Text shown:
Category Archives: Films Released in 2000
FINAL DESTINATION
FINAL DESTINATION-United States and Canada-2000
“You can be a king or a street sweeper, but everybody dances with the grim reaper.”-Robert Alton Harris‘ final words before his execution in 1992.
If there is one thing that is 100% inevitable in this world, it is the fact that we all will one day leave this world. Some people say that there are two things that are inevitable in life; death and taxes. I don’t find that to be a very accurate statement. I don’t have to pay my taxes. I’ll go to jail, of course, but that would be my choice to make. When it comes to our appointment with Death, we have no choice in the matter. We may escape the scythe one day, only to be decapitated by it the next day, or the next after that. That’s the premise behind Final Destination. A group of high school students are about to embark on a plane trip to France when one of them has a premonition of the plane exploding, killing everyone on board. He freaks out, of course, and is swiftly escorted off the plane, accompanied by a handful of his classmates who assume that the cheese has slid off of the boy’s cracker. That is until the plane goes up in a fireball in mid-air. After that the film takes us through a series of Rube Goldbergesque scenes as death slices through the survivors one by one.

Records shown:
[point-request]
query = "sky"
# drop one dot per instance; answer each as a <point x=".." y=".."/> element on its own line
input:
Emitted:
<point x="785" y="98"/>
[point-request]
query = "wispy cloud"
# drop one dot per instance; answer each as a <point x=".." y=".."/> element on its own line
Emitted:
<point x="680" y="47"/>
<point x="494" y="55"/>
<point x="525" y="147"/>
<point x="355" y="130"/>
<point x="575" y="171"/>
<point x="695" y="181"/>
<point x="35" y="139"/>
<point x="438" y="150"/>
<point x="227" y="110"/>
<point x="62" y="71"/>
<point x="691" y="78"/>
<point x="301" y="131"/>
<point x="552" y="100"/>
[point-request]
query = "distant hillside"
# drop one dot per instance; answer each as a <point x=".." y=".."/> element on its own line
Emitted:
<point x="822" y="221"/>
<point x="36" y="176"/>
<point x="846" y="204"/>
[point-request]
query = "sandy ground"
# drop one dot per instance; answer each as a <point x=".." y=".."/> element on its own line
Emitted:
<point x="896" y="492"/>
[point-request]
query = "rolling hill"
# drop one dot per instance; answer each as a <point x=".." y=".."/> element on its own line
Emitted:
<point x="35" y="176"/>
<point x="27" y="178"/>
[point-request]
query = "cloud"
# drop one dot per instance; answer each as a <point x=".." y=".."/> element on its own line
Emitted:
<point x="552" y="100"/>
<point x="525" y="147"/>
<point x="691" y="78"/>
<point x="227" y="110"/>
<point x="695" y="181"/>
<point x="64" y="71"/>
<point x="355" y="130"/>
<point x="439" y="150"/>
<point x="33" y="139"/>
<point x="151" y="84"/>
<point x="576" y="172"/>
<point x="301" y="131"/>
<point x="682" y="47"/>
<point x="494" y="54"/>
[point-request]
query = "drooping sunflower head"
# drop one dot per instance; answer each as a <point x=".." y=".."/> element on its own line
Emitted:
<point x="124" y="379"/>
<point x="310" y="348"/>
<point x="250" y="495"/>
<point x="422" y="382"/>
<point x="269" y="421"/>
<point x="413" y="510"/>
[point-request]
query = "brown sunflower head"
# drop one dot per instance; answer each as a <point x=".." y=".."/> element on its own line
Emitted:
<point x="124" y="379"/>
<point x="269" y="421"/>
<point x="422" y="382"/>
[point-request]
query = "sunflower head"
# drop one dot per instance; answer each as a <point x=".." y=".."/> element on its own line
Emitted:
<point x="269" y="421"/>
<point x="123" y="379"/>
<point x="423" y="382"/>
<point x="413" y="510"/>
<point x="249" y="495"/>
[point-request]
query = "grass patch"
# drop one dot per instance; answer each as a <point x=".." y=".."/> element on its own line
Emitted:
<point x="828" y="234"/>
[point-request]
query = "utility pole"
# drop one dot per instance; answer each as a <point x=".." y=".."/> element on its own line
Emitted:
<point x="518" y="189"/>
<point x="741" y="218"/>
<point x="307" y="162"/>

To do:
Rewrite the Final Destination review between "Category Archives: Films" and "execution in 1992.", inclusive, using "chimney sweep" wherever it has "street sweeper".

In response:
Category Archives: Films Released in 2000
FINAL DESTINATION
FINAL DESTINATION-United States and Canada-2000
“You can be a king or a chimney sweep, but everybody dances with the grim reaper.”-Robert Alton Harris‘ final words before his execution in 1992.